Begin

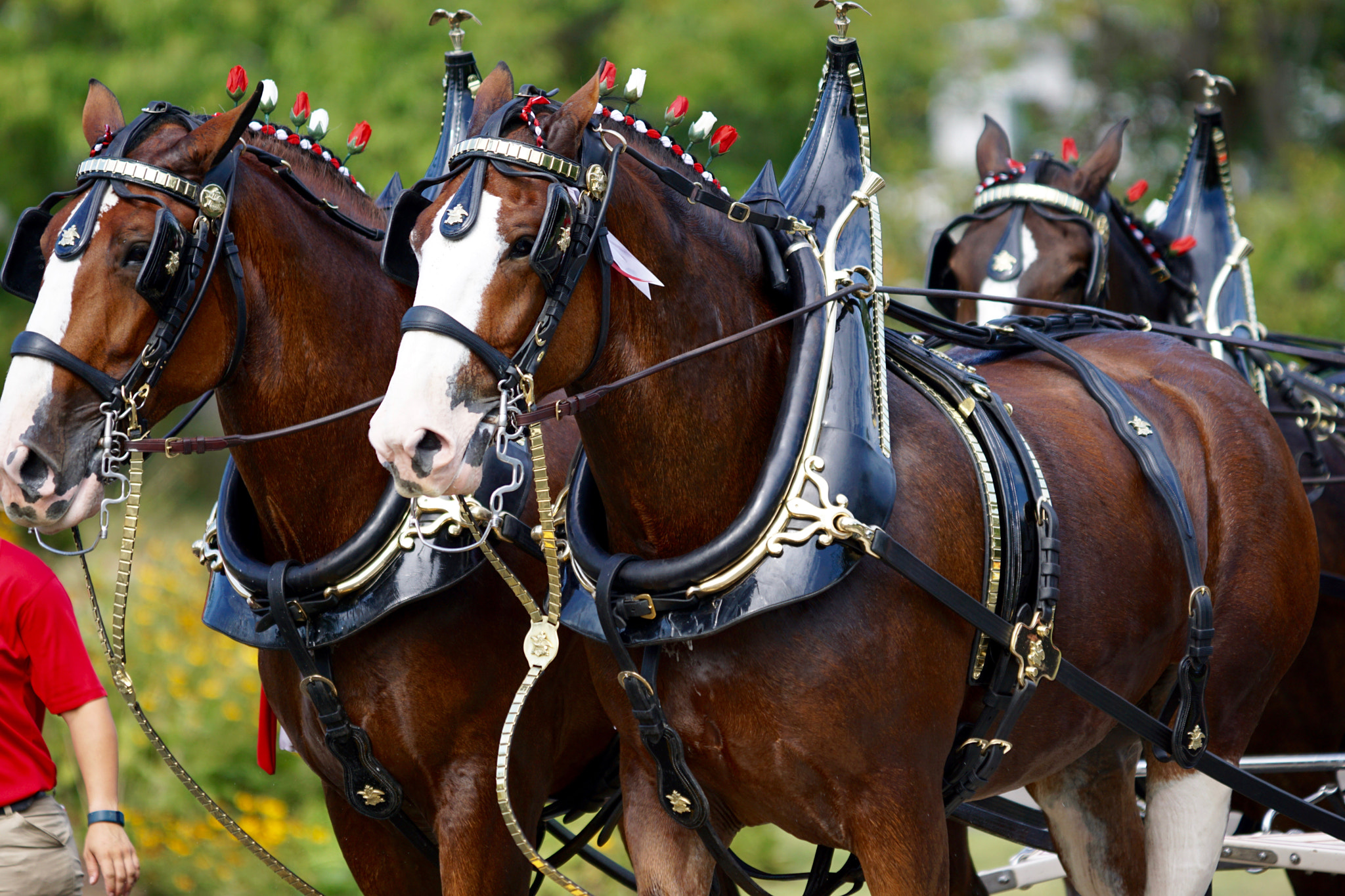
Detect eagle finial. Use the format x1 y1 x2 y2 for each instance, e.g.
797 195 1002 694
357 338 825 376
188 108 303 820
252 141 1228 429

End
Begin

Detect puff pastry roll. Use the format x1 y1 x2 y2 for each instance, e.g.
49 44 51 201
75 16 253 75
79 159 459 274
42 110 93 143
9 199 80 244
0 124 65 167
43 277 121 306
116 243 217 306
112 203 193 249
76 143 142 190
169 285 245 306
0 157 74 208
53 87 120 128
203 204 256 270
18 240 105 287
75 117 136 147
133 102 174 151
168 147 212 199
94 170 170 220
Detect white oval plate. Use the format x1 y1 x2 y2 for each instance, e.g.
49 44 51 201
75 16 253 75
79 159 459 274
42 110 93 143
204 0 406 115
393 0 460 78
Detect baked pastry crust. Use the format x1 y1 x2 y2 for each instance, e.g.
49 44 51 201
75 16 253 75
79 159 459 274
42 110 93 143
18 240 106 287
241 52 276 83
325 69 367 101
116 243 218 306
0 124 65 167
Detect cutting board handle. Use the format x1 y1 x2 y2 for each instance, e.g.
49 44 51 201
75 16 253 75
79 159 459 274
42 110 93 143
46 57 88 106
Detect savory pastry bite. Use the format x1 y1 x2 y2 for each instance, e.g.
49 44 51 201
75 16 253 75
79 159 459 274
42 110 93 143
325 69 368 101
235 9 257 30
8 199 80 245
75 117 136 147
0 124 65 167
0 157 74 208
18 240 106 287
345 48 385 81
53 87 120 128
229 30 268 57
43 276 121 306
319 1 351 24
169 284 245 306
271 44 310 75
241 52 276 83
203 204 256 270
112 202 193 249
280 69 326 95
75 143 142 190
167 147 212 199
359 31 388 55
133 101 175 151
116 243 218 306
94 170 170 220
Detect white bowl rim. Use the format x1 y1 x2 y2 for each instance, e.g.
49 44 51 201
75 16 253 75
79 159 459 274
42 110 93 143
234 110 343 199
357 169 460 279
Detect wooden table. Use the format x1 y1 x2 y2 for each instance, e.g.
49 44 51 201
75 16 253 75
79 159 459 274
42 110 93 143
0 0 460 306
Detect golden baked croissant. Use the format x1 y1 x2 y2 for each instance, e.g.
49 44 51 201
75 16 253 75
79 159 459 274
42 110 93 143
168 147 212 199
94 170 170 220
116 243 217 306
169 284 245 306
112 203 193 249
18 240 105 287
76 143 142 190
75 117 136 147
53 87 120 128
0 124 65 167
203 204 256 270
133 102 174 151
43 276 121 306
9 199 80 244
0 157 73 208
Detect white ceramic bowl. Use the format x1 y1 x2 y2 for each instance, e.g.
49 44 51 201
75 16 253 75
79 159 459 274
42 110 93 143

End
Begin

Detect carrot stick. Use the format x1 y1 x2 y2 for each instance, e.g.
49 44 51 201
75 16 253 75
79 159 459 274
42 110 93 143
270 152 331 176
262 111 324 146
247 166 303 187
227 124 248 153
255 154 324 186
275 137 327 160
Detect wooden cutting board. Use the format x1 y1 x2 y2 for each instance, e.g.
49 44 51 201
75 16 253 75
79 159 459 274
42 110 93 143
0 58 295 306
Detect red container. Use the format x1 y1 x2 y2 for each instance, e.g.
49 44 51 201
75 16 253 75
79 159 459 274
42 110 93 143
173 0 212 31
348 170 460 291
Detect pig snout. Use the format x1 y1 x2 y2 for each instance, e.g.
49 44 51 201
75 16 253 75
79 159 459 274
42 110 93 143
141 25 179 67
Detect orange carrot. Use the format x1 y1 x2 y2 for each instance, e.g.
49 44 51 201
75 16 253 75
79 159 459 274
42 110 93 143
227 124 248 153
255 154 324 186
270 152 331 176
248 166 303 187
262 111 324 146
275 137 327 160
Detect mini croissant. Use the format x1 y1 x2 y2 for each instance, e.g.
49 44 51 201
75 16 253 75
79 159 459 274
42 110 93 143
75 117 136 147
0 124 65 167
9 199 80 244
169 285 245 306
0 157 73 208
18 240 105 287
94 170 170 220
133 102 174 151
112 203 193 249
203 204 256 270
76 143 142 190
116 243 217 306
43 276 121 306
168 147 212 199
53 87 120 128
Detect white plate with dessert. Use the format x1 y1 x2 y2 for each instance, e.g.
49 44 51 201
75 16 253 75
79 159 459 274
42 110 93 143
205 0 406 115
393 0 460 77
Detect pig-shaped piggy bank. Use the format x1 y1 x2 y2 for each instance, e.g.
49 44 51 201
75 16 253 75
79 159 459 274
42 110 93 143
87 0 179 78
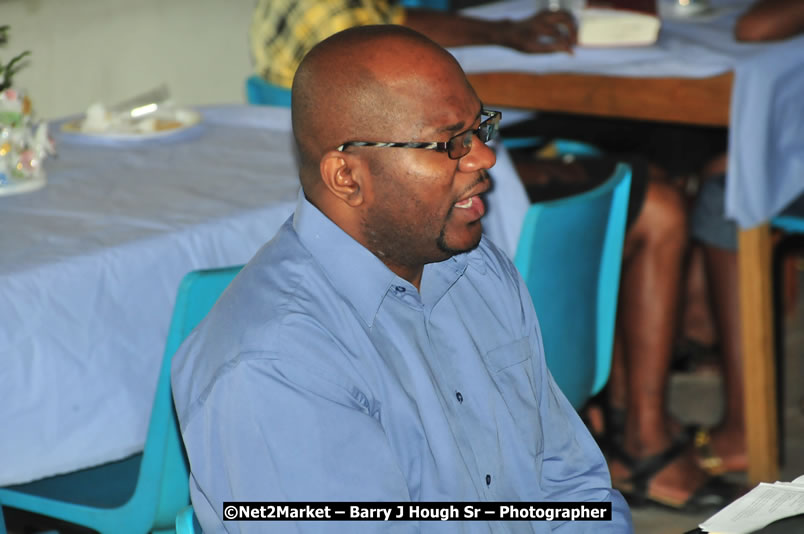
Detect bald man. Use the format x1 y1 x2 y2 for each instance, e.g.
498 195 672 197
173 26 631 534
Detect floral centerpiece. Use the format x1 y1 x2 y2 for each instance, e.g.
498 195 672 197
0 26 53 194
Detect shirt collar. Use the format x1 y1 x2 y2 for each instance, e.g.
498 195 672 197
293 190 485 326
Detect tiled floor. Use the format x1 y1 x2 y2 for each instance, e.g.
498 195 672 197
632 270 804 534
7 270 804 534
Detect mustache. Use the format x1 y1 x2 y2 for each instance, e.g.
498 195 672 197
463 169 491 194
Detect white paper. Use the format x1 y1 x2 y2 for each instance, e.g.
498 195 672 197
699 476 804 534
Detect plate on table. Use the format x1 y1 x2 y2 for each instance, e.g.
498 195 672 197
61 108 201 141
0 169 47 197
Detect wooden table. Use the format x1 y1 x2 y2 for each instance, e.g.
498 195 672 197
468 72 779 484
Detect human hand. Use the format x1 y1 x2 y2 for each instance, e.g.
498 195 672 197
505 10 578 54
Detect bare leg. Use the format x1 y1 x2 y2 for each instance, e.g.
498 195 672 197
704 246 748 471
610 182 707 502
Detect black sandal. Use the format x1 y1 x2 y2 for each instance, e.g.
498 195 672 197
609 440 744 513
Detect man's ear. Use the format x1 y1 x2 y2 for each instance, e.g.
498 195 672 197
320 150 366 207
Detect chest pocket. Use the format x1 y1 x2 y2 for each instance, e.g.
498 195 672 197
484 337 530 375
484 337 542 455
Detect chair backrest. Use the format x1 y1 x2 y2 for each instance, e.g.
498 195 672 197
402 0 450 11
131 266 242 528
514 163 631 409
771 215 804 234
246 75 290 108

End

Set exercise: How many lines in the listing above contain the word "baked"? Reply with the number alone.

Result below: 2